[Extracted information]
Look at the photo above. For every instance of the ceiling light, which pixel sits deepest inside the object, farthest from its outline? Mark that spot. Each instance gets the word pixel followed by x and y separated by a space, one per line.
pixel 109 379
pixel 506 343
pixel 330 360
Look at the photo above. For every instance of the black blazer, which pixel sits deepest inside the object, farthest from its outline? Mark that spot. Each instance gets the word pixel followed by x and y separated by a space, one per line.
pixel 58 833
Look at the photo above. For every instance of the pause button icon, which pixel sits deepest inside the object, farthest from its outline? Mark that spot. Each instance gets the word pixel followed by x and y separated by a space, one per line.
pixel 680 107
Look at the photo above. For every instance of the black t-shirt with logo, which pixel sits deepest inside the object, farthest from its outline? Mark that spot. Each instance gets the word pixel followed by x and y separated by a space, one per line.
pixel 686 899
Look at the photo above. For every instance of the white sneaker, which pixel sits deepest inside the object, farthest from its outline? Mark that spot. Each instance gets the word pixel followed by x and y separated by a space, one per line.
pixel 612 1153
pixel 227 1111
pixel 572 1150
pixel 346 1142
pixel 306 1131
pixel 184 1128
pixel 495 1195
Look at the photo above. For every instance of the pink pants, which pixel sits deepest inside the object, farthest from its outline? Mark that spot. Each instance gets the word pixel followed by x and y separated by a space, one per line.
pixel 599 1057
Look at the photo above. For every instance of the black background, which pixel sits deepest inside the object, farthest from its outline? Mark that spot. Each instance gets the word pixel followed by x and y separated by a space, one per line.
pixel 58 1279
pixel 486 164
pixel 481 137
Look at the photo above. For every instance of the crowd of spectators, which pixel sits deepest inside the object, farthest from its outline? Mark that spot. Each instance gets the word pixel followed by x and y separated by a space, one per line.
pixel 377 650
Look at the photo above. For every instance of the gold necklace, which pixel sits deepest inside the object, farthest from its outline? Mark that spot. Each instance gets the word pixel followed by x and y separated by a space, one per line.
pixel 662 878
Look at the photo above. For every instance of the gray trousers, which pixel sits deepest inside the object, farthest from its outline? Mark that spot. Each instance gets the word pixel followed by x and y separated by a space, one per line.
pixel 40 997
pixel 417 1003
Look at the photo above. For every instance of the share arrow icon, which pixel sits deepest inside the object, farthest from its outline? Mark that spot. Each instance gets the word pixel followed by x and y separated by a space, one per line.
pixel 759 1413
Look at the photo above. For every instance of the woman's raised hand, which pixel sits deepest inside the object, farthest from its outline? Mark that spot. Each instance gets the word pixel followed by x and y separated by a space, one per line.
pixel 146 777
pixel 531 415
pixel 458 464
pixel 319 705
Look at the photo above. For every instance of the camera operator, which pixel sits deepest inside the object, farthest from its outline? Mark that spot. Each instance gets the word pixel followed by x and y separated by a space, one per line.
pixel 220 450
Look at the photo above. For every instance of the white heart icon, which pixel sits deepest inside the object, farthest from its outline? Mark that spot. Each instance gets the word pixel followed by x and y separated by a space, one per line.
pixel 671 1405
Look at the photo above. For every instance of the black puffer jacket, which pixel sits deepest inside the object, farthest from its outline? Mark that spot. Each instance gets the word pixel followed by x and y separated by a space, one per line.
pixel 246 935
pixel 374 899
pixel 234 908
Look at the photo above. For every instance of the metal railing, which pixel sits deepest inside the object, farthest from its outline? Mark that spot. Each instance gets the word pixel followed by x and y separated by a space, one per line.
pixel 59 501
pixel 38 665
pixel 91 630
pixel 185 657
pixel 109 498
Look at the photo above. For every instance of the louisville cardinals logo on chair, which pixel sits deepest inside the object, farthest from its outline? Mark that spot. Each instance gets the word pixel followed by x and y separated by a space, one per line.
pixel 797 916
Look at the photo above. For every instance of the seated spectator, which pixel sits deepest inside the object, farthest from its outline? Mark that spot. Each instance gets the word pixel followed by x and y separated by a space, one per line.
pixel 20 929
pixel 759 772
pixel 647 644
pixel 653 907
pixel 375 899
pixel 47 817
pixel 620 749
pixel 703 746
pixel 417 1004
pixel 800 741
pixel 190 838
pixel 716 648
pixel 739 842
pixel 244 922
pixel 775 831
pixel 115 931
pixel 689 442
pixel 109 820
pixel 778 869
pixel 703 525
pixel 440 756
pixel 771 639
[/Extracted information]
Problem requirements = Your response must contain all of the records, copied exactly.

Response below =
Look at the photo above. For every instance of the ceiling light, which pixel sits deepest inside the object, farthest from its outline? Mark that spot. Each instance gets the word pixel followed by x and y separated by a space, one per line.
pixel 109 379
pixel 506 343
pixel 330 360
Look at the photo above. For every instance of the black blazer, which pixel sits deepest inside the object, farthest from its outline? Mark that spot. Each instance gets the word pixel followed by x and y separated by a space, one per line.
pixel 58 833
Look at the photo above. For every instance of the pause button icon, which pixel sits deepest inside the object, farthest from its outline? Mark that spot. Each instance gets the word pixel followed by x and y separated by a space, one per line.
pixel 680 107
Look at the photo above. For every instance of the black t-shirt with logo, which pixel sits deepest inside the object, farthest from its outline? Mark that spot. Each instance gets the word pixel followed by x and y separated by a space, one per line.
pixel 686 899
Look at the photo above. For every instance of the white sneaker, which pixel sits deepest inside the object, farthest from its outline? Mark that spot. Each instance gets the word pixel followed by x and y separated by a space, one per line.
pixel 612 1153
pixel 227 1111
pixel 572 1150
pixel 346 1142
pixel 306 1131
pixel 184 1128
pixel 495 1195
Look at the photo above. For every instance of the pink pants, which pixel sits deepest inside the object, farthest from its outline? Mark that spot. Each instance gets the word pixel followed by x and y separated by a space, one per line.
pixel 599 1057
Look at the photo above. For every instance of the black background, which pixel sits deepest inside the object, farthest from its outline? Mark that spot. Each instance gets the word pixel followed by x and y separated by a space, one per line.
pixel 58 1279
pixel 486 164
pixel 481 137
Look at the photo above. For every instance of the crowd of spectators, which pixel sits deepest inside the object, farthest from its outline? Mark that spot. Each instance gets the word pixel followed by x and y separated by a space, one per line.
pixel 377 650
Look at the photo above. For every instance of the gold necklace, which pixel sits deepest inside the object, farthest from its outline? Mark that spot. Each instance gets the word pixel followed by x and y separated by a space, one per line.
pixel 662 878
Look at the photo above. For every instance of the gray trousers, which pixel sits deepest inside the object, farthest from its outline? Mark that spot. Each instance gets the word pixel followed by x and y separated by a space, one per line.
pixel 40 997
pixel 417 1003
Look at the photo above. For every instance of the share arrow icon, which pixel sits deepest inside the object, farthest from its outline? Mark that spot. Each instance gets the word pixel followed by x and y separated by a space, one per line.
pixel 759 1413
Look at the photo above. For every instance of the woman's raised hand, which pixel sits deepest inside the object, farthest from its outline? Mark that spot. Each instance gets the word pixel followed by x and y separated by a space, one per line.
pixel 146 777
pixel 531 415
pixel 458 464
pixel 319 705
Look at the photo above. For every instance of the camera operator, which pixel sits deepest inside the object, farthest from its outline? Mark that spot. Each instance gets the word pixel followed by x and y separated by a space, one per line.
pixel 220 450
Look at the photo above. For every instance of the white heart icon, which pixel sits deepest inside the object, farthest from its outline? Mark that spot. Each instance gets the word pixel followed by x and y separated by a space, one per line.
pixel 671 1405
Look at the photo above. For every instance of the black puffer jacket, which pixel sits deepest inside the object, farthest from its outline? Mark that spot. Each instance gets the word pixel followed by x and y separated by a space, one per line.
pixel 246 935
pixel 374 899
pixel 234 908
Look at the photo above. For every instance of the metal railing, which pixel sits deepest inside the object, farthest from its outline? Mark that spot. Each instance gets the word pixel followed by x and y separated by a space, one per line.
pixel 59 501
pixel 38 665
pixel 91 630
pixel 185 657
pixel 109 498
Look at the photo above. For every instance of the louisville cardinals logo on chair, which pixel sits deepest inside the object, farthest from its outline? Mark that spot. Each instance gets the word pixel followed by x and y separated by a space, one per line.
pixel 797 916
Look at the photo above. For every instance of the seated spectator, which pixel sits deepest inside the object, farthest from its outline? Mark that spot. Each instance gets the word pixel followed by x and y separated by a space, one per line.
pixel 20 929
pixel 759 772
pixel 647 644
pixel 653 907
pixel 375 899
pixel 47 817
pixel 620 749
pixel 703 746
pixel 417 1004
pixel 800 741
pixel 190 838
pixel 716 648
pixel 739 842
pixel 244 922
pixel 775 831
pixel 115 931
pixel 689 442
pixel 109 820
pixel 778 869
pixel 703 525
pixel 440 756
pixel 771 639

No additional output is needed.